START Data extract

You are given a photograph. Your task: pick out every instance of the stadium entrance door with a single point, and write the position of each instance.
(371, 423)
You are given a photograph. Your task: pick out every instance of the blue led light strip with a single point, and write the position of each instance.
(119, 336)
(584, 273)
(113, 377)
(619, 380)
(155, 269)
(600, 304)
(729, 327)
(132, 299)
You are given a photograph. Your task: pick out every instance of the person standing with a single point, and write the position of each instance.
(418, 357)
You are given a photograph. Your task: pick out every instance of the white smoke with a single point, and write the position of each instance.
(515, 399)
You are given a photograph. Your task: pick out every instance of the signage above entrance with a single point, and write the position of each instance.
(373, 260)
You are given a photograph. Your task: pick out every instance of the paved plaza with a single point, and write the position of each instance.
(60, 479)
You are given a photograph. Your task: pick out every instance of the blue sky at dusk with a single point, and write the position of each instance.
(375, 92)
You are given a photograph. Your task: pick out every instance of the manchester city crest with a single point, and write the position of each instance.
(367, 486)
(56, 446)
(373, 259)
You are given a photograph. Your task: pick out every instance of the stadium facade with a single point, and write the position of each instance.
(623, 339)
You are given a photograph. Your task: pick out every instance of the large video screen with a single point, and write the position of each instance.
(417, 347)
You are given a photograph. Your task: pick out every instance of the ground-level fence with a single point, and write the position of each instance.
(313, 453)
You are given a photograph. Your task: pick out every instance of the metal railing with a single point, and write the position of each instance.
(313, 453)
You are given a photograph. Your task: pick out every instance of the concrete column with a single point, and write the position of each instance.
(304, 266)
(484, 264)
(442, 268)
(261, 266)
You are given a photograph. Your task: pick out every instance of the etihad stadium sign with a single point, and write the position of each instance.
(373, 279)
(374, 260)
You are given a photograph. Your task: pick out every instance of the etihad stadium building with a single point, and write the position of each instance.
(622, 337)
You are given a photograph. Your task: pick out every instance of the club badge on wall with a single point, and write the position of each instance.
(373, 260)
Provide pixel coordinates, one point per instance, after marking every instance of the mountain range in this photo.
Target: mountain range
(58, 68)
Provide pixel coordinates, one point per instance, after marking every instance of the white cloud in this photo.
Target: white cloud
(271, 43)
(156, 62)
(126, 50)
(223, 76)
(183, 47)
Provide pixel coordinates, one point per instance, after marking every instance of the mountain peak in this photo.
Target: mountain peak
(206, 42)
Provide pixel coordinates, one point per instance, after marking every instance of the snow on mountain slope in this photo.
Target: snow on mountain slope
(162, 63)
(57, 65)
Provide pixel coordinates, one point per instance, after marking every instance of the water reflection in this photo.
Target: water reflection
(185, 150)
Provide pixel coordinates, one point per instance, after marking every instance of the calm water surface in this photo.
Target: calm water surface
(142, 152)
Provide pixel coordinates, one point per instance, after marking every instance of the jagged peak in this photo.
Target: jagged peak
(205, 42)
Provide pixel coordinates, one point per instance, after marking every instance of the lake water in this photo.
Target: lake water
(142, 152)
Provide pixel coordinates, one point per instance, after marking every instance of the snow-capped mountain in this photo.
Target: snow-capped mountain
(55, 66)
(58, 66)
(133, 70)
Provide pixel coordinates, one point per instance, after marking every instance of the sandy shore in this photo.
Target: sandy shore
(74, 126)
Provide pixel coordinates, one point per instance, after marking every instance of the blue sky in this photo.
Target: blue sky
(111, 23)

END Data extract

Work request =>
Using the data above, repeat every line exactly.

Exercise result =>
You are given a photograph. Your task: pick out every instance of the stadium entrance door with a single point, and write the position of each instance.
(371, 423)
You are given a photograph. Your task: pick out every instance of the blue led light strip with a single point, and write the position of each instance.
(119, 336)
(584, 273)
(113, 377)
(619, 380)
(155, 269)
(600, 304)
(729, 327)
(132, 299)
You are given a photograph. Your task: pick out every instance of the person standing with a single point, and write the position of each instance.
(418, 357)
You are given a photograph. Your task: pick out every instance of the white smoke with a single point, and write the position of each instance.
(515, 399)
You are given a photograph. Your task: pick out every instance of the signage above entrance with a single point, and write the position of each instance.
(373, 260)
You are given a photograph. Your task: pick out every instance of the paved plaza with a single point, and write the position of each instance.
(60, 479)
You are given a photograph. Your task: pick out every instance of the blue sky at dusk with a single point, and write the position of each instance.
(375, 92)
You are given a photograph. Your task: pick out every instance of the manchester city crest with a single point, and write the position of each instance.
(367, 486)
(56, 446)
(373, 259)
You are given a photograph. Your task: pick out every instance of the stadium facade with a single point, and write the position of each instance.
(623, 339)
You are given a photograph. Your task: pick out every instance of the large video screen with a single point, and write the position of each instance.
(417, 347)
You are given a photograph. Your task: pick out every instance of the ground-level fence with a single point, and write the position of each instance.
(313, 453)
You are given a photograph. Your task: pick out every instance of the metal railing with a single point, and write the position of each instance.
(313, 453)
You are given a photograph. Your task: pick out every instance of the concrete column with a single point, and write the position of each instance.
(304, 266)
(484, 264)
(442, 268)
(261, 266)
You are given a photograph. Your task: pick out every instance of the etihad stadium sign with a single point, and write the position of each instance.
(373, 279)
(374, 260)
You are given a photograph. Your task: pick out every instance of the etihad stadium building with a single point, and write the position of each instance.
(622, 337)
You are given a photograph. Your task: pick out every instance of the club badge on wall with a single point, and write the position of each instance.
(373, 260)
Provide pixel coordinates, one point per instance, after marking every instance of the mountain range in this photo.
Target: mountain range
(58, 68)
Provide pixel coordinates, one point per instance, after marking every instance of the white cloud in this photo.
Target: white cloud
(271, 43)
(156, 62)
(126, 50)
(223, 76)
(183, 47)
Provide pixel coordinates, one point per instance, after marking every instance of the mountain peak in this photo.
Target: mountain peak
(206, 42)
Provide pixel coordinates, one point per instance, after marking every instance of the snow on mountain slope in this photo.
Target: snow on mountain slope
(162, 63)
(57, 65)
Provide pixel coordinates, one point per instance, after marking every instance of the water reflection in this photo.
Target: water reflection
(185, 150)
Provide pixel coordinates, one point per instance, after marking every instance of the calm water surface in this photo.
Target: calm water surface
(142, 152)
Provide pixel coordinates, one point per instance, after marking every instance of the jagged peak in this photo.
Target: jagged peak
(205, 42)
Provide pixel coordinates, one point per instance, after marking every instance of the lake water in this photo.
Target: lake water
(142, 152)
Provide pixel coordinates, one point per instance, after marking every instance of the snow-capped mountain in this photo.
Target: snow-capped mountain
(55, 66)
(58, 66)
(133, 70)
Provide pixel coordinates, one point per instance, after marking every instance of the sandy shore in this photo.
Target: sandy shore
(74, 126)
Provide pixel coordinates, one point per instance, after marking every instance of the blue sky in this photo.
Target: blue sky
(111, 23)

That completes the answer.